Exact transcription with no images: write out all of the entries below.

[Records to process]

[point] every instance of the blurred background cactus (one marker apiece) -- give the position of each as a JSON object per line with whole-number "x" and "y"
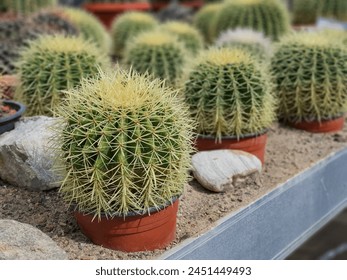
{"x": 127, "y": 26}
{"x": 203, "y": 20}
{"x": 311, "y": 77}
{"x": 158, "y": 53}
{"x": 132, "y": 151}
{"x": 268, "y": 16}
{"x": 186, "y": 34}
{"x": 52, "y": 64}
{"x": 247, "y": 39}
{"x": 229, "y": 94}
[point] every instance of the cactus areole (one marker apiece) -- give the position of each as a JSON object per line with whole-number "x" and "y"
{"x": 125, "y": 151}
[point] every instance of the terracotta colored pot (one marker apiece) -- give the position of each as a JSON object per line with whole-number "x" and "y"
{"x": 132, "y": 233}
{"x": 106, "y": 12}
{"x": 320, "y": 127}
{"x": 251, "y": 144}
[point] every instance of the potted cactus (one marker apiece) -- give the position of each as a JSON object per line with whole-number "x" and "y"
{"x": 186, "y": 34}
{"x": 157, "y": 53}
{"x": 310, "y": 74}
{"x": 52, "y": 64}
{"x": 127, "y": 26}
{"x": 108, "y": 10}
{"x": 229, "y": 95}
{"x": 268, "y": 16}
{"x": 125, "y": 147}
{"x": 252, "y": 41}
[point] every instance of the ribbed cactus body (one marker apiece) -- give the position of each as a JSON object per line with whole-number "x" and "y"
{"x": 125, "y": 144}
{"x": 311, "y": 77}
{"x": 158, "y": 53}
{"x": 229, "y": 93}
{"x": 267, "y": 16}
{"x": 27, "y": 6}
{"x": 188, "y": 35}
{"x": 334, "y": 9}
{"x": 203, "y": 20}
{"x": 90, "y": 27}
{"x": 52, "y": 64}
{"x": 246, "y": 39}
{"x": 127, "y": 26}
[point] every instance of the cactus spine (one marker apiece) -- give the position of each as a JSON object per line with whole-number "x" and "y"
{"x": 267, "y": 16}
{"x": 158, "y": 53}
{"x": 127, "y": 26}
{"x": 125, "y": 145}
{"x": 229, "y": 94}
{"x": 311, "y": 77}
{"x": 52, "y": 64}
{"x": 186, "y": 34}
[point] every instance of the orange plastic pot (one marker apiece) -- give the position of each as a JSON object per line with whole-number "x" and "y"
{"x": 326, "y": 126}
{"x": 107, "y": 12}
{"x": 132, "y": 233}
{"x": 252, "y": 144}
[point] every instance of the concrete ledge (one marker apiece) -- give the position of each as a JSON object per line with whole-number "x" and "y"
{"x": 276, "y": 224}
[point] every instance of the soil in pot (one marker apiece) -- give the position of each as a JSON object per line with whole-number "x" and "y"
{"x": 251, "y": 144}
{"x": 132, "y": 233}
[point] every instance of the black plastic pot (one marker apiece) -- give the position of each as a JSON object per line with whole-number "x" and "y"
{"x": 7, "y": 123}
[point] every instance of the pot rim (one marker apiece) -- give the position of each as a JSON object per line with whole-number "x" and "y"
{"x": 19, "y": 112}
{"x": 234, "y": 137}
{"x": 149, "y": 211}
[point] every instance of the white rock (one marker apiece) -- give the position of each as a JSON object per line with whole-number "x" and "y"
{"x": 25, "y": 158}
{"x": 20, "y": 241}
{"x": 215, "y": 170}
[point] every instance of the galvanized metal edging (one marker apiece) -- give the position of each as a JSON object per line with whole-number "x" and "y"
{"x": 277, "y": 223}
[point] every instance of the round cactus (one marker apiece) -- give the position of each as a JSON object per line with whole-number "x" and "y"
{"x": 305, "y": 12}
{"x": 90, "y": 27}
{"x": 52, "y": 64}
{"x": 157, "y": 53}
{"x": 186, "y": 34}
{"x": 127, "y": 26}
{"x": 203, "y": 20}
{"x": 26, "y": 6}
{"x": 125, "y": 145}
{"x": 311, "y": 77}
{"x": 254, "y": 42}
{"x": 229, "y": 94}
{"x": 334, "y": 9}
{"x": 267, "y": 16}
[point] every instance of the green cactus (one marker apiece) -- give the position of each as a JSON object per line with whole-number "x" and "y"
{"x": 246, "y": 39}
{"x": 267, "y": 16}
{"x": 229, "y": 94}
{"x": 52, "y": 64}
{"x": 90, "y": 27}
{"x": 125, "y": 145}
{"x": 158, "y": 53}
{"x": 334, "y": 9}
{"x": 26, "y": 6}
{"x": 127, "y": 26}
{"x": 203, "y": 20}
{"x": 188, "y": 35}
{"x": 311, "y": 77}
{"x": 305, "y": 12}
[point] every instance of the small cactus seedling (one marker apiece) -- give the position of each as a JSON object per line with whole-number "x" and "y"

[/Records to process]

Final answer:
[point] every instance of the blurred background cactus (one marker apiece) -- give the position of each as a JSON object per line with whole-number "x" and "y"
{"x": 127, "y": 26}
{"x": 203, "y": 20}
{"x": 311, "y": 77}
{"x": 158, "y": 53}
{"x": 132, "y": 151}
{"x": 268, "y": 16}
{"x": 186, "y": 34}
{"x": 52, "y": 64}
{"x": 247, "y": 39}
{"x": 229, "y": 94}
[point] every instance of the cactus areole (one marker apiece) -- give the position of each as a JSON object per line with whole-number "x" and "y"
{"x": 125, "y": 151}
[point] every instance of the terracotta colored pot (one marker apiece) -- give the position of each as a JSON object per line with whole-number "x" and "y"
{"x": 132, "y": 233}
{"x": 106, "y": 12}
{"x": 320, "y": 127}
{"x": 251, "y": 144}
[point] every instance of the potted cactus (one marker apiece) -- give the position of each as a JSON object per line with whole-number "x" and "y"
{"x": 186, "y": 34}
{"x": 157, "y": 53}
{"x": 310, "y": 74}
{"x": 52, "y": 64}
{"x": 127, "y": 26}
{"x": 108, "y": 10}
{"x": 229, "y": 95}
{"x": 268, "y": 16}
{"x": 125, "y": 147}
{"x": 252, "y": 41}
[point] every instance of the ribbed cactus body (one marker apiece) -- give the position of each as a JSON object per line with whole-number "x" and "y"
{"x": 125, "y": 144}
{"x": 311, "y": 77}
{"x": 158, "y": 53}
{"x": 229, "y": 93}
{"x": 267, "y": 16}
{"x": 27, "y": 6}
{"x": 188, "y": 35}
{"x": 334, "y": 9}
{"x": 203, "y": 20}
{"x": 90, "y": 27}
{"x": 52, "y": 64}
{"x": 246, "y": 39}
{"x": 127, "y": 26}
[point] every instance of the cactus spine (one marker apiece) -- give the position of each as a JSON object per line with whole-number "x" and "y"
{"x": 267, "y": 16}
{"x": 158, "y": 53}
{"x": 127, "y": 26}
{"x": 125, "y": 145}
{"x": 229, "y": 94}
{"x": 311, "y": 77}
{"x": 52, "y": 64}
{"x": 186, "y": 34}
[point] every instance of the orange plastic pot (one marker apiece) -- give the position of each as a JSON object per line with whole-number "x" and "y"
{"x": 326, "y": 126}
{"x": 107, "y": 12}
{"x": 132, "y": 233}
{"x": 252, "y": 144}
[point] every instance of the concrete ledge (one marker apiece) -- give the position of each as a JSON object per line with whole-number "x" and "y"
{"x": 276, "y": 224}
[point] every instance of the soil in pot (one marker apiece) -- give the position of each as a JSON object per line with whole-number "x" and "y"
{"x": 251, "y": 144}
{"x": 132, "y": 233}
[point] every instance of the black plastic pot (one marker apiece) -- give the position of each as a JSON object per line with whole-number "x" and "y"
{"x": 7, "y": 123}
[point] every instance of the pot rim (one marker apiece) -- give the position of each as a JSON object per line with whole-number "x" and "y"
{"x": 19, "y": 112}
{"x": 234, "y": 137}
{"x": 149, "y": 211}
[point] every instance of the white rock (one marker apiece) -- give the position of each as a JSON object per line with whole-number "x" and "y"
{"x": 25, "y": 158}
{"x": 20, "y": 241}
{"x": 215, "y": 170}
[point] every instance of the galvanized metal edging (one marker apiece) -- give the position of each as a JSON object per line with whole-number "x" and "y"
{"x": 277, "y": 223}
[point] every instance of the round cactus (one marker apiece) -- give the position of each as a JSON object per line with whole-number "x" and "y"
{"x": 305, "y": 12}
{"x": 90, "y": 27}
{"x": 52, "y": 64}
{"x": 157, "y": 53}
{"x": 186, "y": 34}
{"x": 127, "y": 26}
{"x": 203, "y": 20}
{"x": 26, "y": 6}
{"x": 125, "y": 145}
{"x": 311, "y": 77}
{"x": 254, "y": 42}
{"x": 229, "y": 94}
{"x": 334, "y": 9}
{"x": 267, "y": 16}
[point] every instance of the green cactus (one marker apiece) -- give the position of each as a JSON object per line with whole-number "x" and "y"
{"x": 246, "y": 39}
{"x": 267, "y": 16}
{"x": 229, "y": 94}
{"x": 52, "y": 64}
{"x": 90, "y": 27}
{"x": 125, "y": 145}
{"x": 158, "y": 53}
{"x": 334, "y": 9}
{"x": 26, "y": 6}
{"x": 127, "y": 26}
{"x": 203, "y": 20}
{"x": 188, "y": 35}
{"x": 311, "y": 77}
{"x": 305, "y": 12}
[point] every instance of the small cactus seedling (one marker apiece) -- give the position of each as a JSON object per line with whole-number "x" and "y"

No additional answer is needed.